*TASK DIRECTIONS*
Please reproduce each line of the data below as it stands.

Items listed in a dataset
========================================================================

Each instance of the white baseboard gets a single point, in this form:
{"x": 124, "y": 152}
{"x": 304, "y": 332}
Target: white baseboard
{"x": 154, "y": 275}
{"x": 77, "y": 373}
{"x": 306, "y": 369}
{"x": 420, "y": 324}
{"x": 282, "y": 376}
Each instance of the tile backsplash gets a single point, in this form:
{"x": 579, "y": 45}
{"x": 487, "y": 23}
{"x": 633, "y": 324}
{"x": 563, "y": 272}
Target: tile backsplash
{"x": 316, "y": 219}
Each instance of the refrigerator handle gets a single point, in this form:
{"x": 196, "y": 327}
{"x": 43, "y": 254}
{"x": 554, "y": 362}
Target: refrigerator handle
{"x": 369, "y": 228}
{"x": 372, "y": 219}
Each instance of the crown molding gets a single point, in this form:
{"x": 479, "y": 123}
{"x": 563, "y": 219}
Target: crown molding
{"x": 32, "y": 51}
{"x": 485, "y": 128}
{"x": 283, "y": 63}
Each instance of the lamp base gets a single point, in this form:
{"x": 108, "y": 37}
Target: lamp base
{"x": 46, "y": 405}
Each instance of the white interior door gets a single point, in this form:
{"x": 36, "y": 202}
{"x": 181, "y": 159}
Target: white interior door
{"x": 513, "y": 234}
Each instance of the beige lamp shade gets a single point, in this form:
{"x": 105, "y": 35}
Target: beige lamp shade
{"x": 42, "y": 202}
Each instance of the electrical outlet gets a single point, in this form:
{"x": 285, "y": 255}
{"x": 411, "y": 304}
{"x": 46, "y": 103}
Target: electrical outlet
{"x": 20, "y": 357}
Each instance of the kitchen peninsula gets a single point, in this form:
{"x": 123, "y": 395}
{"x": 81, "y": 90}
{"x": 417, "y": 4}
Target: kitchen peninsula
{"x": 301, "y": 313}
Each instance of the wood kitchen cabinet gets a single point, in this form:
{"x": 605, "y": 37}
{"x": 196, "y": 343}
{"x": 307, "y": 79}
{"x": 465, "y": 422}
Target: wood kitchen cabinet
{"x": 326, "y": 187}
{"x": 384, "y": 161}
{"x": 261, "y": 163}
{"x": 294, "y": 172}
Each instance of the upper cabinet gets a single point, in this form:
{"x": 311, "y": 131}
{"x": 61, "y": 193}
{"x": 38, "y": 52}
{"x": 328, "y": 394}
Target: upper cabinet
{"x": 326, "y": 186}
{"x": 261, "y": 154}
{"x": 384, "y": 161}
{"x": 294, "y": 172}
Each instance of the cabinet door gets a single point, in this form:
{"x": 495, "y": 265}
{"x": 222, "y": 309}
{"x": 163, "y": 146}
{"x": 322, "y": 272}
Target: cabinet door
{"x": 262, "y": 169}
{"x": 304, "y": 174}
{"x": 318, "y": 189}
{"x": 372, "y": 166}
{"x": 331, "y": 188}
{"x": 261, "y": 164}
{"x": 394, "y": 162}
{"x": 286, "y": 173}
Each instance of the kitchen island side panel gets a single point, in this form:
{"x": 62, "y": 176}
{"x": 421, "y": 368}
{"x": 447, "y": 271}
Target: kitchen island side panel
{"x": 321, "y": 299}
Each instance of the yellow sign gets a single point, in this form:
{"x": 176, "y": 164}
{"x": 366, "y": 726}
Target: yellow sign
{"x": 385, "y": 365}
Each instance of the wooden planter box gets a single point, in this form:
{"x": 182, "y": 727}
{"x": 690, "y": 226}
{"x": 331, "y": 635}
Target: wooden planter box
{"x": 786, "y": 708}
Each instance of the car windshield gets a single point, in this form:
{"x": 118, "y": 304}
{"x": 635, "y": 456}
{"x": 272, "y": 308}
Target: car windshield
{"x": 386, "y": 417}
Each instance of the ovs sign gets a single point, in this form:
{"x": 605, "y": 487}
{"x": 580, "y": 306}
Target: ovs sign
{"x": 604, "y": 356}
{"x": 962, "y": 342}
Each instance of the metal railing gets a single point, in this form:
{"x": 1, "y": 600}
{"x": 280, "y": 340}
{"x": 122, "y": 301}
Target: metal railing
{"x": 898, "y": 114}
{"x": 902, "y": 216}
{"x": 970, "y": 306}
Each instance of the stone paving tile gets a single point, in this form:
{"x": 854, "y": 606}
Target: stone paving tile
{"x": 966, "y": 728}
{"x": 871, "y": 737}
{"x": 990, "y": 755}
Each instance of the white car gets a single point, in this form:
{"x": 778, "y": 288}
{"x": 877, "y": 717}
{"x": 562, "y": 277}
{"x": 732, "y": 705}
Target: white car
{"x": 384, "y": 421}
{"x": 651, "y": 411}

========================================================================

*ANSWER SPACE*
Each instance of the white baseboard gets a single point, in this form:
{"x": 124, "y": 152}
{"x": 304, "y": 332}
Target: white baseboard
{"x": 154, "y": 275}
{"x": 77, "y": 373}
{"x": 306, "y": 369}
{"x": 420, "y": 324}
{"x": 282, "y": 376}
Each instance of the tile backsplash gets a single point, in this form:
{"x": 579, "y": 45}
{"x": 487, "y": 23}
{"x": 633, "y": 324}
{"x": 563, "y": 272}
Target: tile backsplash
{"x": 316, "y": 219}
Each instance of the refrigerator handle gets a single point, in this form:
{"x": 196, "y": 327}
{"x": 43, "y": 254}
{"x": 554, "y": 362}
Target: refrigerator handle
{"x": 369, "y": 228}
{"x": 372, "y": 219}
Each instance of the crown molding gets a single point, in this form:
{"x": 479, "y": 123}
{"x": 563, "y": 219}
Target: crown molding
{"x": 32, "y": 51}
{"x": 485, "y": 128}
{"x": 283, "y": 63}
Each instance of the lamp base gets a single point, in this form:
{"x": 108, "y": 37}
Target: lamp base
{"x": 46, "y": 405}
Each instance of the white interior door gets a single point, in this form:
{"x": 36, "y": 202}
{"x": 181, "y": 159}
Target: white interior door
{"x": 513, "y": 234}
Each instance of the beige lamp shade gets a single point, in this form:
{"x": 105, "y": 35}
Target: beige lamp shade
{"x": 42, "y": 202}
Each instance of the electrical outlet gets a single point, in this form:
{"x": 285, "y": 255}
{"x": 411, "y": 304}
{"x": 46, "y": 103}
Target: electrical outlet
{"x": 20, "y": 357}
Each instance of the kitchen peninsula gets a single point, in this form:
{"x": 123, "y": 395}
{"x": 81, "y": 90}
{"x": 417, "y": 4}
Target: kitchen peninsula
{"x": 301, "y": 313}
Each instance of the wood kitchen cabinet gets a single point, in this form:
{"x": 605, "y": 37}
{"x": 196, "y": 343}
{"x": 307, "y": 79}
{"x": 465, "y": 422}
Target: wood kitchen cabinet
{"x": 326, "y": 187}
{"x": 384, "y": 161}
{"x": 261, "y": 163}
{"x": 294, "y": 172}
Each instance of the upper cabinet gets a single point, in this form:
{"x": 311, "y": 131}
{"x": 61, "y": 193}
{"x": 38, "y": 52}
{"x": 328, "y": 394}
Target: upper cabinet
{"x": 326, "y": 186}
{"x": 261, "y": 154}
{"x": 384, "y": 161}
{"x": 294, "y": 172}
Each instance of the cabinet door gets a single point, in this form:
{"x": 495, "y": 265}
{"x": 222, "y": 309}
{"x": 163, "y": 146}
{"x": 322, "y": 272}
Target: cabinet door
{"x": 262, "y": 169}
{"x": 304, "y": 174}
{"x": 318, "y": 189}
{"x": 372, "y": 166}
{"x": 331, "y": 188}
{"x": 261, "y": 164}
{"x": 394, "y": 162}
{"x": 286, "y": 173}
Each instance of the kitchen island side panel gets a single point, in this form:
{"x": 62, "y": 176}
{"x": 421, "y": 368}
{"x": 447, "y": 271}
Target: kitchen island side panel
{"x": 321, "y": 299}
Each instance of the yellow sign gets a single point, in this form:
{"x": 176, "y": 164}
{"x": 366, "y": 726}
Target: yellow sign
{"x": 385, "y": 365}
Each instance of the wooden planter box gets a single point, in this form:
{"x": 182, "y": 727}
{"x": 690, "y": 226}
{"x": 331, "y": 635}
Target: wooden planter box
{"x": 786, "y": 708}
Each instance of the car windshield gets a single point, in this form:
{"x": 118, "y": 304}
{"x": 635, "y": 456}
{"x": 272, "y": 308}
Target: car windshield
{"x": 386, "y": 417}
Each instance of the ovs sign gets a single point, in this form:
{"x": 605, "y": 487}
{"x": 580, "y": 306}
Target: ovs sign
{"x": 604, "y": 356}
{"x": 962, "y": 342}
Each instance of the metal railing gets a single point, in this form:
{"x": 1, "y": 600}
{"x": 280, "y": 340}
{"x": 122, "y": 301}
Target: metal railing
{"x": 898, "y": 114}
{"x": 902, "y": 216}
{"x": 970, "y": 306}
Each instance of the stone paving tile gets a single point, in this form:
{"x": 854, "y": 606}
Target: stone paving tile
{"x": 966, "y": 728}
{"x": 871, "y": 737}
{"x": 990, "y": 755}
Each instance of the white car gets a single point, in this form:
{"x": 778, "y": 288}
{"x": 877, "y": 717}
{"x": 562, "y": 277}
{"x": 732, "y": 705}
Target: white car
{"x": 384, "y": 421}
{"x": 651, "y": 411}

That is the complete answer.